**Consegna 1**
Stabilisci se le affermazioni seguenti concordano con il brano riportato sotto sulle intimidazioni agli amministratori locali, rispondendo sì o no e citando alla lettera le parole del brano che lo dimostrano. (a) In Campania sono stati censiti 92 casi. (b) Al Centro i casi sono aumentati. (c) La Puglia ha registrato l'incremento maggiore rispetto al 2018.

Tra le regioni più colpite, si conferma in testa la Campania (92 casi), mentre la Lombardia è prima tra le regioni non meridionali (46 casi). Un sindaco, di un Comune superiore ai 20mila abitanti di un territorio a tradizionale presenza mafiosa, che viene aggredito fisicamente o a cui viene bruciata l’auto parcheggiata nei pressi dell’abitazione: questo l’identikit dell’amministratore sotto tiro.

Il 61% del totale dei casi (342) si è registrato al Sud, il resto (217) al Centro-Nord, dove si riscontra un aumento del 5,5% rispetto al 2018. Aumentati i casi complessivi al Nord (da 102 a 147), mentre si registra un calo al Centro (70 casi).

Per il terzo anno consecutivo la Campania si conferma la regione in cui si è registrato il maggior numero di intimidazioni a livello nazionale, con 92 casi censiti. Segue la Puglia che, con i suoi 71 casi, ha fatto segnare il maggior incremento di tutto il territorio nazionale rispetto al 2018.

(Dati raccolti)

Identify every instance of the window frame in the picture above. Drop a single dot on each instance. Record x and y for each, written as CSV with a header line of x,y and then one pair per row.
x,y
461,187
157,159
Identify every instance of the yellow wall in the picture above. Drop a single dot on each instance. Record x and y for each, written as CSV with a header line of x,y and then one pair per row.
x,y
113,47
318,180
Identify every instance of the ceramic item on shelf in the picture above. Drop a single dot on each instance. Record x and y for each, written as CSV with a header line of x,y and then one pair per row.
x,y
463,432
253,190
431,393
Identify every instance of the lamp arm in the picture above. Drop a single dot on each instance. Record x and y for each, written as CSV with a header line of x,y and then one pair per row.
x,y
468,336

**Consegna 2**
Indica soltanto il numero di righe dell'elenco qui sopra che contengono la stringa "Record", tenendo conto di maiuscole e minuscole.

**Risposta scritta 1**
(a) Sì: "la Campania si conferma la regione in cui si è registrato il maggior numero di intimidazioni a livello nazionale, con 92 casi censiti".
(b) No: "mentre si registra un calo al Centro (70 casi)".
(c) Sì: "ha fatto segnare il maggior incremento di tutto il territorio nazionale rispetto al 2018".

**Risposta scritta 2**
4